- [What you have to do]:
Repeat exactly the lines below that lie between the line with "Point to the blue sky, marking" and the line with "Point to the car wheel, marking", counting both of those lines as part of the answer.

- [Records provided]:
Segment Open
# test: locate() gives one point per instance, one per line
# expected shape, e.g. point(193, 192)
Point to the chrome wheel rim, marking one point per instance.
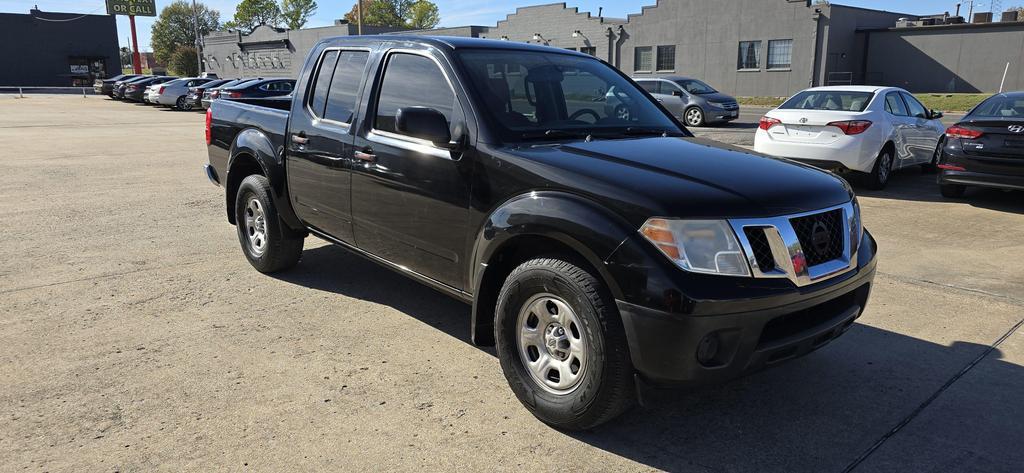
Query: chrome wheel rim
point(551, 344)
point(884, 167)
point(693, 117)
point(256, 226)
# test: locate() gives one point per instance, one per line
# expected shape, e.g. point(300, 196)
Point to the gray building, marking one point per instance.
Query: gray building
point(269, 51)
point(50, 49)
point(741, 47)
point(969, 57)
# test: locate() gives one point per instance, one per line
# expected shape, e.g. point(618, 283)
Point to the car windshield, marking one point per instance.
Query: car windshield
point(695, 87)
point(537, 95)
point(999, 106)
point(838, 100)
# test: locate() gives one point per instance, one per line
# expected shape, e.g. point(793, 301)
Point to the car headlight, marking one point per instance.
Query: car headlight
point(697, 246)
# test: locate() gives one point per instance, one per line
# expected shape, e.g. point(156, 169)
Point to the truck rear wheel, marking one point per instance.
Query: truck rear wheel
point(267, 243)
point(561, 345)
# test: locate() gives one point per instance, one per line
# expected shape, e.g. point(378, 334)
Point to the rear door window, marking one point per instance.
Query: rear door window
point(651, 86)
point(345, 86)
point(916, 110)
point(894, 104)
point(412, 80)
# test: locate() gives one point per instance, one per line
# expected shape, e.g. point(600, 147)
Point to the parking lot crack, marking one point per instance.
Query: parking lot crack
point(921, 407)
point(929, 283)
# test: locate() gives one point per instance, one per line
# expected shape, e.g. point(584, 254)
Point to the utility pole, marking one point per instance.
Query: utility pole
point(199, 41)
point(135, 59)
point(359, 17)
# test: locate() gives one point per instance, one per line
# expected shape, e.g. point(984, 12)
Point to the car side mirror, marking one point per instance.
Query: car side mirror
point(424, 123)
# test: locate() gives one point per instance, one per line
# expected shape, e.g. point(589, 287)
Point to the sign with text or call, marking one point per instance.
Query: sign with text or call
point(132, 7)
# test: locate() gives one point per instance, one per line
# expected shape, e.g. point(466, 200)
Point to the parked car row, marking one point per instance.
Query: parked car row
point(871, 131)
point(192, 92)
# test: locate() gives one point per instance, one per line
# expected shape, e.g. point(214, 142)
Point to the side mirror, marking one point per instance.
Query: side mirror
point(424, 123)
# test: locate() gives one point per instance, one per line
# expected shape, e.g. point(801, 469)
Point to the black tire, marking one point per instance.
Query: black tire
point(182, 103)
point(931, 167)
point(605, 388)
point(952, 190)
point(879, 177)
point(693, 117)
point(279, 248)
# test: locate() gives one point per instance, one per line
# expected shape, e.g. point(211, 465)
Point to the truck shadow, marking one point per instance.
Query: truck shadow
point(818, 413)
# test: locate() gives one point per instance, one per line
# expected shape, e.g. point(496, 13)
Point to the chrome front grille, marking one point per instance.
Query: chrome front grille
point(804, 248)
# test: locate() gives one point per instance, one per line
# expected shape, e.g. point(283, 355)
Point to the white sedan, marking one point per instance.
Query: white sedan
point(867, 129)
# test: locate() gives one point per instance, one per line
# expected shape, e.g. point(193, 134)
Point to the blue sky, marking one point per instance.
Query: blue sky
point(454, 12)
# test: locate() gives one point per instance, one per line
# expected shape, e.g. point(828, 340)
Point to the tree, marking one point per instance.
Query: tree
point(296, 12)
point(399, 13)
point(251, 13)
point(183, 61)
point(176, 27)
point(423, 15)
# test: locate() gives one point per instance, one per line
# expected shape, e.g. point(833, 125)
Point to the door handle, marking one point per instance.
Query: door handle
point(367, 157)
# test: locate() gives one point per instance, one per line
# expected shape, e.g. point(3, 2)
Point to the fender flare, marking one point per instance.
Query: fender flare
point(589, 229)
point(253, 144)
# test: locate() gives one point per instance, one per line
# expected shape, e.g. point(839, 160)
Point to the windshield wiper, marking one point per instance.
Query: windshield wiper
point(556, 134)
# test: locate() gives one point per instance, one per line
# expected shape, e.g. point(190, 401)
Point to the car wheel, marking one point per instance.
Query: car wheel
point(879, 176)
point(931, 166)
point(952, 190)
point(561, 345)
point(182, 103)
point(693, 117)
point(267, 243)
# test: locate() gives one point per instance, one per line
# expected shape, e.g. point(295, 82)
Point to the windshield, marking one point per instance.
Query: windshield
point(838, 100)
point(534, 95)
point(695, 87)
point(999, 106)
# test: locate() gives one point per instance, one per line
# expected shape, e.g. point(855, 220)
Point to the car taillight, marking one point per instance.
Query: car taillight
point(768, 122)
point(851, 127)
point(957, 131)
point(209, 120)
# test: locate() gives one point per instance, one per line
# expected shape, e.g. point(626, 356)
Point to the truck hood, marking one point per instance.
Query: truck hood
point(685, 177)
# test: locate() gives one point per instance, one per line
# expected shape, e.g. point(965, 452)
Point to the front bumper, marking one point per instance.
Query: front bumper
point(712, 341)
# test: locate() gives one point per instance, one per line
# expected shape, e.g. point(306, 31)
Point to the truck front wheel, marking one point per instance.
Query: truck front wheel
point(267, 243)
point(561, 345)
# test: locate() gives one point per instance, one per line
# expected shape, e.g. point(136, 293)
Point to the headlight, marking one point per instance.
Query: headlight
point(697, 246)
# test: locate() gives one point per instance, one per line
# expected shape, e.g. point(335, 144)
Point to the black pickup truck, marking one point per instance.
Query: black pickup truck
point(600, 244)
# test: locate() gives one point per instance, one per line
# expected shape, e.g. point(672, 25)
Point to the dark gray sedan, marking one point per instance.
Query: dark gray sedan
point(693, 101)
Segment Closed
Segment Open
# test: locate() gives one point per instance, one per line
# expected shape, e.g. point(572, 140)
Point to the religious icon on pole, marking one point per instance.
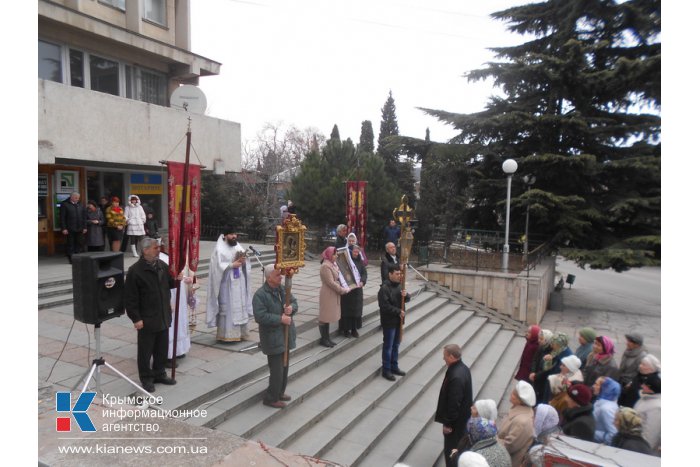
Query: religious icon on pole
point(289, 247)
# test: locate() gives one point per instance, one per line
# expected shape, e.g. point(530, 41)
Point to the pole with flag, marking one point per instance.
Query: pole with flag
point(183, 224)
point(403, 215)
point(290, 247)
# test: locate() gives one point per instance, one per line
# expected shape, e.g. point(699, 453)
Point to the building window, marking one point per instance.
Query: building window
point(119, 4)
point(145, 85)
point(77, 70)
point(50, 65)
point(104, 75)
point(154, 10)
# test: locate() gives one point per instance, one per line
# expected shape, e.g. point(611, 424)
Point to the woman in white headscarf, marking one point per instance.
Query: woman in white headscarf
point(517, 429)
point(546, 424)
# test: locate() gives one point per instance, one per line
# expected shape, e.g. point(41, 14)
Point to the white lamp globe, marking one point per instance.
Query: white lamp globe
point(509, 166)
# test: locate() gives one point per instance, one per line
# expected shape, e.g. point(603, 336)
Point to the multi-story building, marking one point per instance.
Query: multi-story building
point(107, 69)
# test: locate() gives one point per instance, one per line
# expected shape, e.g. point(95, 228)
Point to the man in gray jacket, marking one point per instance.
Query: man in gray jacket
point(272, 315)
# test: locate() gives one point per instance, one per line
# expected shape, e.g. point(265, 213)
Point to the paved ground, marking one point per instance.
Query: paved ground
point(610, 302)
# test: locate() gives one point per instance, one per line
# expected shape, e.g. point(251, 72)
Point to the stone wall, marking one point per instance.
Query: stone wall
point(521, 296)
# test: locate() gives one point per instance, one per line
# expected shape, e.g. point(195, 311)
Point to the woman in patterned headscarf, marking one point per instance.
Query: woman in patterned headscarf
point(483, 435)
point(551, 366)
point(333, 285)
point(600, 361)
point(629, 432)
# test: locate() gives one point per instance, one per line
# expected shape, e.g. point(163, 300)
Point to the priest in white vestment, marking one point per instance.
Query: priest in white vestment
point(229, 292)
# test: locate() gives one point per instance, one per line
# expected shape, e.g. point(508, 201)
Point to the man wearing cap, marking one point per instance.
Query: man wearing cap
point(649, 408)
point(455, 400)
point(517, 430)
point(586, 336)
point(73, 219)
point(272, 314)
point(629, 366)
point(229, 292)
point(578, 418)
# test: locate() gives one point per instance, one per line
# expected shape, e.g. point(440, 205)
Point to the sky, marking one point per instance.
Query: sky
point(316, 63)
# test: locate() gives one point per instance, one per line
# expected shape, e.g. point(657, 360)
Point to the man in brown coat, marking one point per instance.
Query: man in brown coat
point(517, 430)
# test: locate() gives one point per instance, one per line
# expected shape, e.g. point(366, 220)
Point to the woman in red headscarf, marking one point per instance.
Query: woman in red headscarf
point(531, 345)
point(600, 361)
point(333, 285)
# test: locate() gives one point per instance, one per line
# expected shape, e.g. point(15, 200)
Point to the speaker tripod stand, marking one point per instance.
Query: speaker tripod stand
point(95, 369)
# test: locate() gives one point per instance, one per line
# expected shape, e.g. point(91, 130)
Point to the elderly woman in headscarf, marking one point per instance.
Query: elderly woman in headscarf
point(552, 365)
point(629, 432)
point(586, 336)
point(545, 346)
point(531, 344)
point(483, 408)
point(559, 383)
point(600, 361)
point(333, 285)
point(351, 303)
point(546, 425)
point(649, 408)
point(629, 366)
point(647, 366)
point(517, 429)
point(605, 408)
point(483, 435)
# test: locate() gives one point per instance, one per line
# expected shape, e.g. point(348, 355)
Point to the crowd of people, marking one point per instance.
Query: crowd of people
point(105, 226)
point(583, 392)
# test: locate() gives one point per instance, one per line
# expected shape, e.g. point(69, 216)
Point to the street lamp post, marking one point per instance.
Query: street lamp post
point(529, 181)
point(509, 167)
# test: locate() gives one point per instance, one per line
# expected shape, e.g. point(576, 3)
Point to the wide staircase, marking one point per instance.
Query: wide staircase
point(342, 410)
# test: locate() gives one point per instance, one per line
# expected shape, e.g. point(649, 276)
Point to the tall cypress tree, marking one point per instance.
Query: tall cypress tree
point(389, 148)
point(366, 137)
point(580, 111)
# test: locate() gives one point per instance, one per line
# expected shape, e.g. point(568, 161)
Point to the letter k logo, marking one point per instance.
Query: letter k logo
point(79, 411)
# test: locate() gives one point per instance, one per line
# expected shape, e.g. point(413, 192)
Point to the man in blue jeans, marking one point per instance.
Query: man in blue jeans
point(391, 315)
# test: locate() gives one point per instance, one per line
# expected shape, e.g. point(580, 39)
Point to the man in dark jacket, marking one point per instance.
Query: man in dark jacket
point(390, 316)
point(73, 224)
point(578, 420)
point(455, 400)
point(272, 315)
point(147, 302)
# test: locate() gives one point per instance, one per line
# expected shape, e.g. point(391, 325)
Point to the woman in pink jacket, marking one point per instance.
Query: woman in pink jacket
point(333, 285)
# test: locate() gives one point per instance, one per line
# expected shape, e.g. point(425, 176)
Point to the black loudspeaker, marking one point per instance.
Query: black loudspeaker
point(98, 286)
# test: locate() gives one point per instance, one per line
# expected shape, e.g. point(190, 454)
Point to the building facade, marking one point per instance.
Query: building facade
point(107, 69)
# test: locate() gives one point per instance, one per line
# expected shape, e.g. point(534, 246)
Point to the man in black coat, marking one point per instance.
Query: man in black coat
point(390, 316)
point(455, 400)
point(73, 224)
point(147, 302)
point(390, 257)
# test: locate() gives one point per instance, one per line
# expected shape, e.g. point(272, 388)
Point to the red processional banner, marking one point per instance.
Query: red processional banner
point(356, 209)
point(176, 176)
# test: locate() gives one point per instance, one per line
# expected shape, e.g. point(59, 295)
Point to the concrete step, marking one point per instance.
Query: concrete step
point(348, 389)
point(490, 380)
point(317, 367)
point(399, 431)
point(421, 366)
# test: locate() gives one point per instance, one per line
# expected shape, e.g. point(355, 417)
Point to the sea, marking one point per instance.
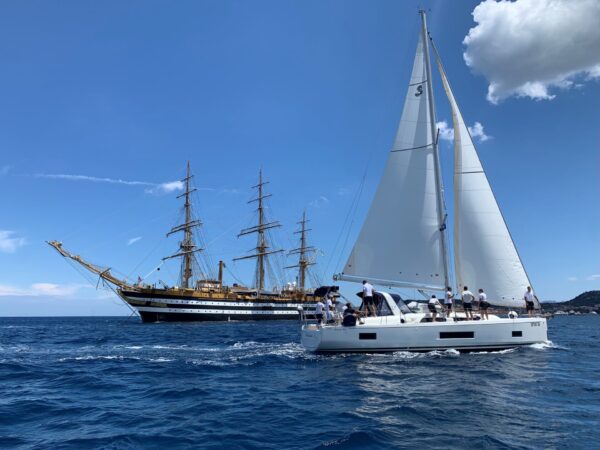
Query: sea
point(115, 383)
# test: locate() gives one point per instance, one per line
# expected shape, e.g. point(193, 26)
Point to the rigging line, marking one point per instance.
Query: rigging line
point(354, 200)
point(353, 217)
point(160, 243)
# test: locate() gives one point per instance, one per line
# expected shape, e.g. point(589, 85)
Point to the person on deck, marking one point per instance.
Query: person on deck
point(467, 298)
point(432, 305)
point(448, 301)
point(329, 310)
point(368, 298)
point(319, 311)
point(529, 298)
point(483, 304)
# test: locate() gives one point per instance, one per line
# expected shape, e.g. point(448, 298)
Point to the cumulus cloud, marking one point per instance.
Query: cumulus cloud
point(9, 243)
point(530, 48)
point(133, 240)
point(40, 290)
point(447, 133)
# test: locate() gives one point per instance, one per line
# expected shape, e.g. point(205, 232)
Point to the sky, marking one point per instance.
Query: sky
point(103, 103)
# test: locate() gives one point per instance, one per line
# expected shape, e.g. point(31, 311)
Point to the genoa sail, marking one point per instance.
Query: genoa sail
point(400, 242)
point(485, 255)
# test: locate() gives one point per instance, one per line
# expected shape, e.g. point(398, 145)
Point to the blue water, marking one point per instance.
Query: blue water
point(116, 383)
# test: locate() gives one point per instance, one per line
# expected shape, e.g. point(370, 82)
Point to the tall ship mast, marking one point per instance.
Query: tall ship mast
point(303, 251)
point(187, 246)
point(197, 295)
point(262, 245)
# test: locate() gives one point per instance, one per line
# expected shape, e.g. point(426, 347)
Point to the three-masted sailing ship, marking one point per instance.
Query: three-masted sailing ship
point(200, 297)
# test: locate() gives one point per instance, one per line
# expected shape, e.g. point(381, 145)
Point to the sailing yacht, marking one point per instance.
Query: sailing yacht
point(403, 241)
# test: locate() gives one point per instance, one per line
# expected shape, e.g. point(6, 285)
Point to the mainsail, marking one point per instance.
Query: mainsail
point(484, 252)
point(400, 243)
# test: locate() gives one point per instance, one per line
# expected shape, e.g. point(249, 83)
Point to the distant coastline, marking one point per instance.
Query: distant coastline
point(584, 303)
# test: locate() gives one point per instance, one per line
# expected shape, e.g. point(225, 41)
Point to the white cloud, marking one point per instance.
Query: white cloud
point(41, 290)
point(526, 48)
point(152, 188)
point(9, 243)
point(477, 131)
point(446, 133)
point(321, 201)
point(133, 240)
Segment Closed
- [Result]:
Point to the blue sky, marking one point per instance.
Query: blue sky
point(454, 12)
# test: locate() gives one point per instance, one per line
# expected shape, e.g. point(828, 340)
Point to the tree, marking one point per instance.
Query: tree
point(296, 12)
point(399, 13)
point(251, 13)
point(183, 61)
point(176, 27)
point(423, 15)
# test: locate() gives one point per instance, one per line
# expected shape, e.g. point(833, 125)
Point to the door handle, marking one point per instance.
Query: door handle
point(367, 157)
# test: locate() gives one point per instance, one per line
# expected shape, e.g. point(3, 2)
Point to the fender flare, marking one point per instance.
Query: fender flare
point(589, 229)
point(253, 144)
# test: locate() gives one point per instance, one per line
# expected shape, e.g. point(839, 160)
Point to the windshield wiper, marking one point per instance.
Query: windshield wiper
point(556, 134)
# test: locate() gives one point per instance, one per line
# expected shape, e.g. point(190, 401)
Point to the car wheel, marking one point per instance.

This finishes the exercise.